**Exercise requirements**: Find each line in the records below that contains the word "every", and copy those lines out in full.

── Exercise inputs ──

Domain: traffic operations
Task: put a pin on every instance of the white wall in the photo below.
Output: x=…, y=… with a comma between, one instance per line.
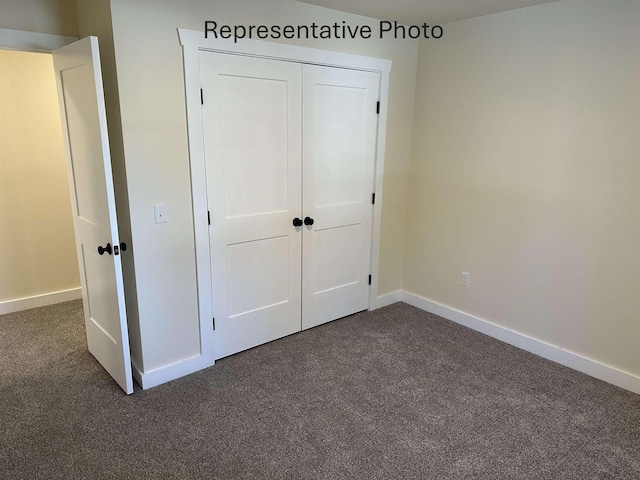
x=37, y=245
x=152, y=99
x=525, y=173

───
── Exercise inputs ──

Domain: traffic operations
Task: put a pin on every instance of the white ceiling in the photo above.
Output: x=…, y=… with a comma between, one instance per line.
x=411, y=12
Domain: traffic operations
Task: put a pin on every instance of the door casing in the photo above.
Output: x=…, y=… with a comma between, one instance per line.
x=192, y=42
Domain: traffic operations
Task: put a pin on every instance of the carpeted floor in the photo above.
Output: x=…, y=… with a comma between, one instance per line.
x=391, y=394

───
── Exercise inputs ──

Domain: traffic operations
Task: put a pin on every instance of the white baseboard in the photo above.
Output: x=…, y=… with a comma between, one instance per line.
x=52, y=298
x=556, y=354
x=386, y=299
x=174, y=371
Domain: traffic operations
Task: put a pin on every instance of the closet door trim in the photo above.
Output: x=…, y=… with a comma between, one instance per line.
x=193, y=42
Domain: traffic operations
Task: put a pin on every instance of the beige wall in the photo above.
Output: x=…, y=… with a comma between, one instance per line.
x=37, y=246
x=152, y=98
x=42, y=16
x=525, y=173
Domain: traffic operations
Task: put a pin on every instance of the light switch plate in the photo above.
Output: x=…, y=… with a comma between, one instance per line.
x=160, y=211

───

**Final answer**:
Task: put a pin on every instance of the white wall in the photo below.
Task: put a pin on every instance of the white ceiling in the photo above.
Task: put a pin on every instance of the door casing in the photo above.
Task: put a pin on every instance of the carpeted floor in the photo above.
Task: put a pin on every instance of the white baseboard in the photo above.
Task: put a pin on every instance of the closet door trim in the photo above.
Task: put a pin on every instance of the beige wall in the photo above.
Task: put a pin on every instance of the light switch plate in the photo above.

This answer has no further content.